▶ **Work instruction**
A complete, exact copy of the records below is the required result.

▶ **Supplied material**
<<<<

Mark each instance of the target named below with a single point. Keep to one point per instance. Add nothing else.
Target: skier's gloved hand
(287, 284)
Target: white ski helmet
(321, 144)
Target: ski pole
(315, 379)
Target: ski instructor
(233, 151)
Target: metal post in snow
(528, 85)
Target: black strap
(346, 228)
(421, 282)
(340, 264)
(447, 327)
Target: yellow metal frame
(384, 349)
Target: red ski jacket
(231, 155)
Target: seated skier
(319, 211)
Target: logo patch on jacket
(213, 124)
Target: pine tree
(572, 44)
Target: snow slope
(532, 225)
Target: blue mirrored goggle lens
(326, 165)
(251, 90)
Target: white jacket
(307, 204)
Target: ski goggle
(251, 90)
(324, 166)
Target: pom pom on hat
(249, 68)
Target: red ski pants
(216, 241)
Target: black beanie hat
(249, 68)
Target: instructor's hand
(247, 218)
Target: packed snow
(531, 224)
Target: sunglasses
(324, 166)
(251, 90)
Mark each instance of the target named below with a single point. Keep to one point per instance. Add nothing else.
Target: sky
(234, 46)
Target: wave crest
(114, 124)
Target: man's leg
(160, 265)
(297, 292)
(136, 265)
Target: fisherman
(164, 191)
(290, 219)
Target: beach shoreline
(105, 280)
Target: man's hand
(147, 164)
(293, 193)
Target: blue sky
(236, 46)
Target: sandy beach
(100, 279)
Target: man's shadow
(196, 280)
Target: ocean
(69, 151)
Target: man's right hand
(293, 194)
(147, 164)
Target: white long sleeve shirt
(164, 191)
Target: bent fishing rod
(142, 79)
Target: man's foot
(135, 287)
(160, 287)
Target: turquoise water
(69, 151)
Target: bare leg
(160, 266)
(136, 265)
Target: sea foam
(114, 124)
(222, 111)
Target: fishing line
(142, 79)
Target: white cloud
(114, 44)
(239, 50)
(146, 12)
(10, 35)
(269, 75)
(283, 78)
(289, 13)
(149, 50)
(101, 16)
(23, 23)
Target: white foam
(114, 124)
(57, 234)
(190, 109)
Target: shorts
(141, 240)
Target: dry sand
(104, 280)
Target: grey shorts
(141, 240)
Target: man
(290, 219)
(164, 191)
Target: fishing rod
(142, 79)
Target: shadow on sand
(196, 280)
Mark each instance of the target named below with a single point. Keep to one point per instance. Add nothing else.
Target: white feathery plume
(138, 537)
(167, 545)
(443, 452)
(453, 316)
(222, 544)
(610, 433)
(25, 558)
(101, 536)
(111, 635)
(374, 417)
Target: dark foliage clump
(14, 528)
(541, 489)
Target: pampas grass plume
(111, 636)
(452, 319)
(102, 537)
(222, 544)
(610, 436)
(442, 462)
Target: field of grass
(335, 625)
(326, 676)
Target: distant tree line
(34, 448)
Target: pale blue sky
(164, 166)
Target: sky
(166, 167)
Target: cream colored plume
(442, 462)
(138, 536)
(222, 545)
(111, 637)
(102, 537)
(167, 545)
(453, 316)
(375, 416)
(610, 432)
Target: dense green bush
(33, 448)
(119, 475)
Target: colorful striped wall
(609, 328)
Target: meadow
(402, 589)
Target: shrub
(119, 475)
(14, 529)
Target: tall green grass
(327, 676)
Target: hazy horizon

>>>>

▶ **Task result**
Mark each instance of the target named below with a single point. Keep to one point per instance. Add nothing else.
Target: skier's gloved hand
(287, 284)
Target: white ski helmet
(321, 144)
Target: ski pole
(315, 379)
Target: ski instructor
(233, 151)
Target: metal post in snow
(528, 85)
Target: black strap
(346, 228)
(421, 282)
(340, 264)
(447, 327)
Target: yellow metal frame
(384, 349)
Target: red ski jacket
(231, 155)
Target: seated skier
(319, 211)
Target: logo patch on jacket
(213, 124)
Target: pine tree
(572, 44)
Target: snow slope
(532, 225)
Target: blue mirrored goggle lens
(326, 165)
(251, 90)
Target: white jacket
(307, 204)
Target: ski goggle
(251, 90)
(324, 166)
Target: pom pom on hat
(249, 68)
Target: red ski pants
(216, 241)
Target: black beanie hat
(249, 68)
Target: instructor's hand
(247, 218)
Target: packed snow
(531, 224)
Target: sunglasses
(324, 166)
(251, 90)
Mark each instance of the target named below with a single point. Keep to one point per instance. Add nothing else.
Target: sky
(234, 46)
Target: wave crest
(114, 124)
Target: man's leg
(160, 265)
(297, 292)
(136, 265)
Target: fisherman
(164, 191)
(290, 219)
Target: beach shoreline
(105, 280)
Target: man's hand
(147, 164)
(293, 193)
Target: blue sky
(236, 46)
Target: sandy beach
(100, 279)
Target: man's shadow
(196, 280)
Target: ocean
(69, 151)
Target: man's right hand
(293, 194)
(147, 164)
Target: white long sleeve shirt
(164, 191)
Target: bent fishing rod
(142, 79)
Target: man's foot
(135, 287)
(160, 287)
Target: turquoise water
(69, 151)
Target: bare leg
(160, 266)
(136, 265)
Target: sea foam
(114, 124)
(222, 111)
Target: fishing line
(142, 79)
Target: white cloud
(114, 44)
(239, 50)
(146, 12)
(10, 35)
(269, 75)
(283, 78)
(289, 13)
(149, 50)
(101, 16)
(23, 23)
Target: white foam
(114, 124)
(57, 234)
(190, 109)
Target: shorts
(141, 240)
Target: dry sand
(104, 280)
Target: grey shorts
(141, 240)
Target: man
(290, 219)
(164, 191)
Target: fishing rod
(142, 79)
Target: shadow on sand
(196, 280)
Mark each instance of the target named below with a single point. Keep to one point per instance. Add nothing else.
Target: white feathery plume
(138, 537)
(167, 545)
(443, 452)
(453, 316)
(222, 544)
(610, 433)
(25, 558)
(101, 536)
(111, 635)
(374, 417)
Target: dark foliage clump
(14, 528)
(541, 489)
Target: pampas grass plume
(111, 636)
(452, 319)
(102, 537)
(222, 544)
(610, 436)
(442, 462)
Target: field of grass
(335, 625)
(326, 676)
Target: distant tree line
(34, 448)
Target: pale blue sky
(164, 166)
Target: sky
(166, 167)
Target: cream colored plume
(442, 462)
(138, 536)
(222, 545)
(111, 637)
(102, 537)
(167, 545)
(453, 316)
(375, 416)
(610, 432)
Target: dense green bush
(33, 448)
(119, 475)
Target: colorful striped wall
(609, 328)
Target: meadow
(402, 589)
Target: shrub
(119, 475)
(14, 529)
Target: tall green grass
(327, 676)
Target: hazy horizon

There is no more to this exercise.